===== Texto de leitura

Em geral, as grandes hérnias abdominais são tratadas por cirurgia convencional, ou seja, aberta (por corte). É verdade que avanços recentes nas técnicas de cirurgia mini-invasiva têm permitido que alguns casos de hérnias grandes possam ser tratados por estas técnicas. Em especial, a cirurgia robótica tem ferramentas que auxiliam tanto na dissecção quanto na sutura destes grandes defeitos.

O fechamento do defeito por meio de sutura da musculatura associada à colocação de uma tela é a forma tradicional de correção das grandes hérnias. A liberação das aderências é uma etapa importante, especialmente, das alças do intestino delgado.

==========

## Lista de tarefas
[1] De acordo com o texto sobre hérnias abdominais, qual é a forma tradicional de correção das grandes hérnias?
[2] Por favor, escreva a continuação do texto sobre hérnias abdominais a partir da última frase apresentada.
Os registros não têm relação com o texto sobre hérnias abdominais.

===== Dados registrados

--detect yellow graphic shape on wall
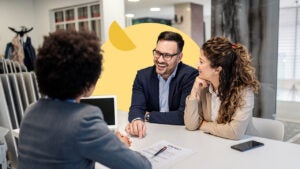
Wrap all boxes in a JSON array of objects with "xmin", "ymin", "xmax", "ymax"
[
  {"xmin": 109, "ymin": 21, "xmax": 135, "ymax": 51},
  {"xmin": 93, "ymin": 23, "xmax": 200, "ymax": 112}
]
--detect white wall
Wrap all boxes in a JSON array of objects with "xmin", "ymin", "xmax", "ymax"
[
  {"xmin": 0, "ymin": 0, "xmax": 36, "ymax": 56},
  {"xmin": 0, "ymin": 0, "xmax": 125, "ymax": 56}
]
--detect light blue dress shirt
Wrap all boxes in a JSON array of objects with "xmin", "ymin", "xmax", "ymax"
[{"xmin": 157, "ymin": 65, "xmax": 178, "ymax": 112}]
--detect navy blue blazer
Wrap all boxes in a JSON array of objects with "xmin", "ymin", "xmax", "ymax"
[
  {"xmin": 18, "ymin": 99, "xmax": 152, "ymax": 169},
  {"xmin": 128, "ymin": 62, "xmax": 198, "ymax": 125}
]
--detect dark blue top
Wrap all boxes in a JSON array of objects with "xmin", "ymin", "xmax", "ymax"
[
  {"xmin": 18, "ymin": 99, "xmax": 151, "ymax": 169},
  {"xmin": 128, "ymin": 62, "xmax": 198, "ymax": 125}
]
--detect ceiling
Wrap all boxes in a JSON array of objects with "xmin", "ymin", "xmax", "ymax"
[
  {"xmin": 124, "ymin": 0, "xmax": 211, "ymax": 19},
  {"xmin": 124, "ymin": 0, "xmax": 300, "ymax": 19}
]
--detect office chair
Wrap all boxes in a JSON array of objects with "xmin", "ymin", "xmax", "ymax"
[{"xmin": 246, "ymin": 117, "xmax": 284, "ymax": 141}]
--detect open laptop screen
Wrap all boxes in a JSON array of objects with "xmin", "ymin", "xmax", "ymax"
[{"xmin": 80, "ymin": 95, "xmax": 118, "ymax": 129}]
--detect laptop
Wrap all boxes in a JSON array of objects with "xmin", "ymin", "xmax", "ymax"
[{"xmin": 80, "ymin": 95, "xmax": 118, "ymax": 130}]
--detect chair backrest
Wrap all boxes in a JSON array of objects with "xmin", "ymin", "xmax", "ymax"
[{"xmin": 246, "ymin": 117, "xmax": 284, "ymax": 141}]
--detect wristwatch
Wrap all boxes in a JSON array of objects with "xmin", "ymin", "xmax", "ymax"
[{"xmin": 145, "ymin": 114, "xmax": 150, "ymax": 121}]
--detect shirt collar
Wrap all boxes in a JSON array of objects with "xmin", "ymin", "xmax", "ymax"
[{"xmin": 157, "ymin": 64, "xmax": 178, "ymax": 81}]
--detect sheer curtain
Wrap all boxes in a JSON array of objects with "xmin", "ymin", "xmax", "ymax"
[
  {"xmin": 211, "ymin": 0, "xmax": 279, "ymax": 118},
  {"xmin": 277, "ymin": 6, "xmax": 300, "ymax": 102}
]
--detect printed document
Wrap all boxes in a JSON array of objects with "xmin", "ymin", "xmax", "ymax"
[{"xmin": 140, "ymin": 140, "xmax": 193, "ymax": 169}]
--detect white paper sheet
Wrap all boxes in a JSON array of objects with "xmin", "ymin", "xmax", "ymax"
[{"xmin": 140, "ymin": 140, "xmax": 193, "ymax": 169}]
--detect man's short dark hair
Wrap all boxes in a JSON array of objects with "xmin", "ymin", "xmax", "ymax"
[{"xmin": 156, "ymin": 31, "xmax": 184, "ymax": 52}]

==========

## Respostas esperadas
[1] O fechamento do defeito por meio de sutura da musculatura, associado à colocação de uma tela.

[2]
  • Cirurgia de Separação de Componentes: uma das principais causas de recidiva após o tratamento cirúrgico de uma hérnia é o excesso de tensão no fechamento. Ao se aproximar as bordas musculares que estão distantes 10-15 cm gera-se um excesso de tensão na sutura muscular, que mesmo com a colocação de uma tela, acarreta taxas de recidiva a longo prazo de até 30%-40%. Com objetivo de diminuir esta tensão, algumas medidas têm sido utilizadas no pré-operatório, como perda de peso, pneumoperitônio progressivo e aplicação de toxina botulínica. Com o mesmo objetivo, recentemente foram descritas as técnicas cirúrgicas chamadas de separações de componentes. A musculatura lateral do abdome é composta de 3 músculos que quando contraem exercem força contra o fechamento da hérnia. Na cirurgia é realizada a separação e secção de um destes músculos, diminuindo a resistência contra o fechamento da hérnia.
  • Separação Anterior: nesta técnica, o músculo oblíquo externo é seccionado. É uma técnica “mais simples”, entretanto, é necessário um grande descolamento de pele e tecido subcutâneo que aumenta o risco de complicações de ferida operatória.
  • Separação Posterior: nesta técnica, o músculo transverso do abdome é separado e seccionado. Apesar de ser considerada tecnicamente mais difícil esta técnica tem sido preferida por estar associada a menores índices de complicações.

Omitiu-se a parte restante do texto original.